--- SUPPLIED MATERIAL Enclosed Below ---
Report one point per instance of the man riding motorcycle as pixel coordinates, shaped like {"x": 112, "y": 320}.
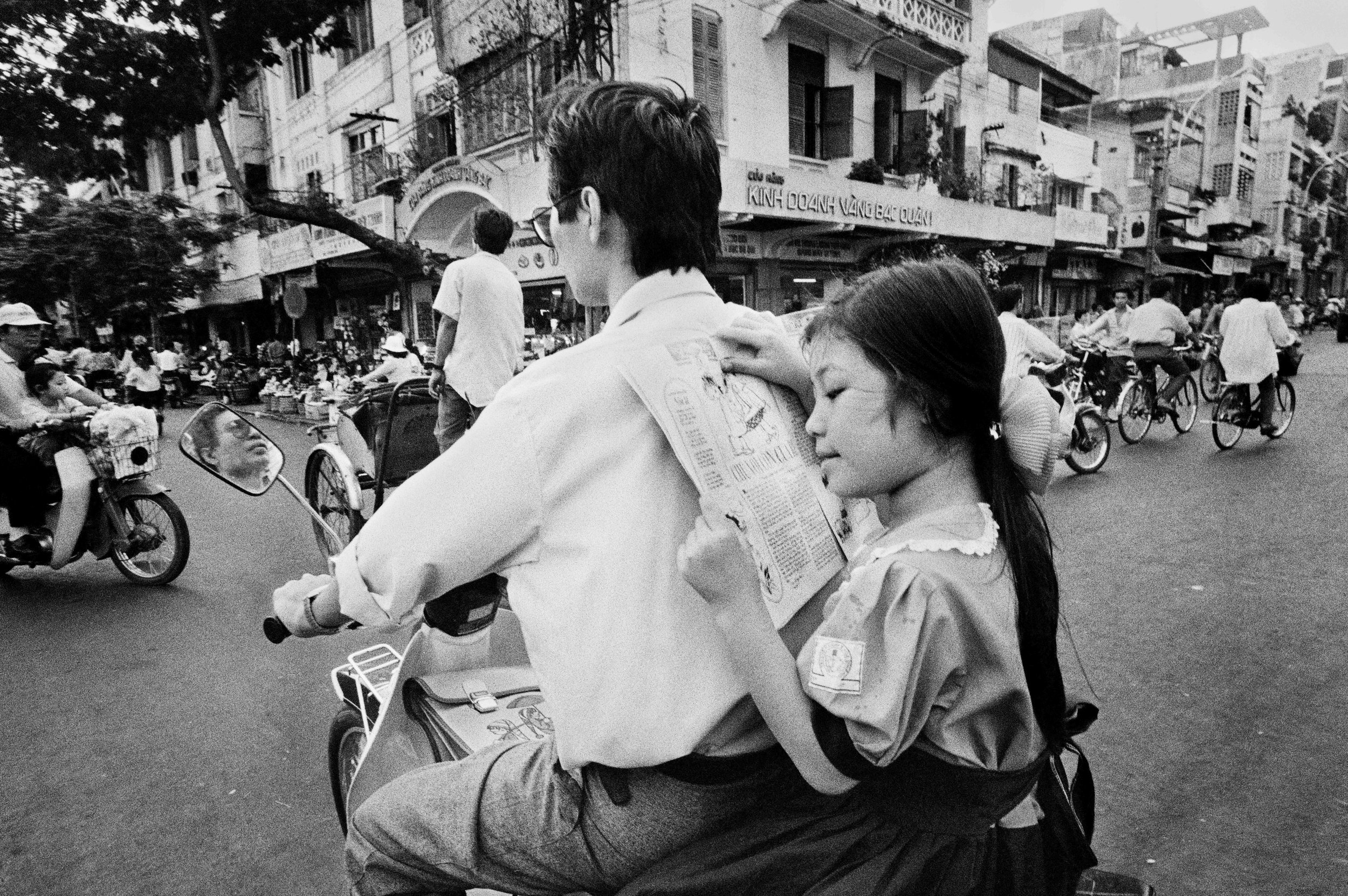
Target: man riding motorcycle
{"x": 569, "y": 490}
{"x": 26, "y": 484}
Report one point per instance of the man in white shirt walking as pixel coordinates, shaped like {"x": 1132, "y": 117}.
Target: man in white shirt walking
{"x": 568, "y": 488}
{"x": 1253, "y": 330}
{"x": 482, "y": 329}
{"x": 1153, "y": 332}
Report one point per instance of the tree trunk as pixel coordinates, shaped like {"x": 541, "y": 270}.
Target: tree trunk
{"x": 402, "y": 255}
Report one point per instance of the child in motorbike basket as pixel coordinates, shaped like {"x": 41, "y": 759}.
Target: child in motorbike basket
{"x": 924, "y": 709}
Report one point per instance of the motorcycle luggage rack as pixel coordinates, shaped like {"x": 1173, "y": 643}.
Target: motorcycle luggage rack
{"x": 366, "y": 681}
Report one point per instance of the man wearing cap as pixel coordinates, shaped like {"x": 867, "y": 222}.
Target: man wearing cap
{"x": 398, "y": 363}
{"x": 482, "y": 329}
{"x": 23, "y": 479}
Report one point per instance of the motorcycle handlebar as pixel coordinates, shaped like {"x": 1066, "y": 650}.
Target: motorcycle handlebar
{"x": 277, "y": 631}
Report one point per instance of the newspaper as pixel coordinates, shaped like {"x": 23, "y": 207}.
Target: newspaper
{"x": 743, "y": 443}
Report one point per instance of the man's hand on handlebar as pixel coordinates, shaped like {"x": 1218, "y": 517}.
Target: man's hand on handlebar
{"x": 309, "y": 605}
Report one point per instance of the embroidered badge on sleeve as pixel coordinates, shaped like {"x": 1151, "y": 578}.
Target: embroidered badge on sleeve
{"x": 837, "y": 666}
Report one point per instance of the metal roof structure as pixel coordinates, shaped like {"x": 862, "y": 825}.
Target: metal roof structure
{"x": 1228, "y": 25}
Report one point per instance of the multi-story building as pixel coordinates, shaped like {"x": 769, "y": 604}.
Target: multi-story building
{"x": 1180, "y": 142}
{"x": 1304, "y": 171}
{"x": 844, "y": 128}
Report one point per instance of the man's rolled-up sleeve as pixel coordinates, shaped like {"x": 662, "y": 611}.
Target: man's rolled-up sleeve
{"x": 476, "y": 509}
--- End of Enclosed SUPPLIED MATERIAL ---
EXERCISE GOAL: Print every entry above verbatim but drop the images.

THE COMPLETED TASK:
Report one point per instance of the man riding motorcycle as pixel coordinates, shaped like {"x": 112, "y": 320}.
Target: man riding motorcycle
{"x": 569, "y": 490}
{"x": 26, "y": 484}
Report one point per instance of the man in white shirt walking as pixel coordinates, shaped like {"x": 1132, "y": 117}.
Target: man in white shirt walking
{"x": 568, "y": 488}
{"x": 1253, "y": 330}
{"x": 482, "y": 329}
{"x": 1153, "y": 332}
Report one point per instance of the tree trunk as pixel coordinates, shaped like {"x": 541, "y": 270}.
Target: tree trunk
{"x": 402, "y": 255}
Report one point per instance of the child in motorbike basket as pixel coordinates, shaped like {"x": 41, "y": 759}.
Target: child in motorbike basket
{"x": 924, "y": 709}
Report one point per instance of the motorcycle luggage rack as pixel coordinates, shaped like {"x": 1173, "y": 643}.
Target: motorcycle luggage rack
{"x": 366, "y": 681}
Report one point per instance of the man wearing cap as pixel coordinates, shaped like {"x": 867, "y": 222}.
Target: man wearing cap
{"x": 398, "y": 363}
{"x": 482, "y": 329}
{"x": 23, "y": 479}
Report one point per instance of the motorcycle handlebar as pixel coordinates, shaped like {"x": 1066, "y": 650}.
Target: motorcycle handlebar
{"x": 277, "y": 631}
Report one point per instance of the newspaper as pixel coordinates, shaped like {"x": 23, "y": 207}.
Target: newspaper
{"x": 743, "y": 443}
Report one point per instance of the man's hand on handlebar as pixel coordinates, shaped like {"x": 1218, "y": 517}.
Target: man's hand on handlebar
{"x": 309, "y": 605}
Report one point per instance of the embroidered badge on sleeve as pixel coordinates, shaped like {"x": 1151, "y": 578}.
Target: embroidered badge on sleeve
{"x": 837, "y": 666}
Report one point per instance of the metal roof structure as pixel coordinates, shaped like {"x": 862, "y": 825}.
Target: metal roof structure
{"x": 1228, "y": 25}
Report one point per instance of the multi-story building as pixel coordinates, shaped like {"x": 769, "y": 604}.
Target: multi-story building
{"x": 1180, "y": 142}
{"x": 1304, "y": 171}
{"x": 844, "y": 128}
Report one point per instance of the man's rolled-up sleeve as pixel coordinates, shaped like {"x": 662, "y": 611}.
Target: man's rolled-up sleeve
{"x": 476, "y": 509}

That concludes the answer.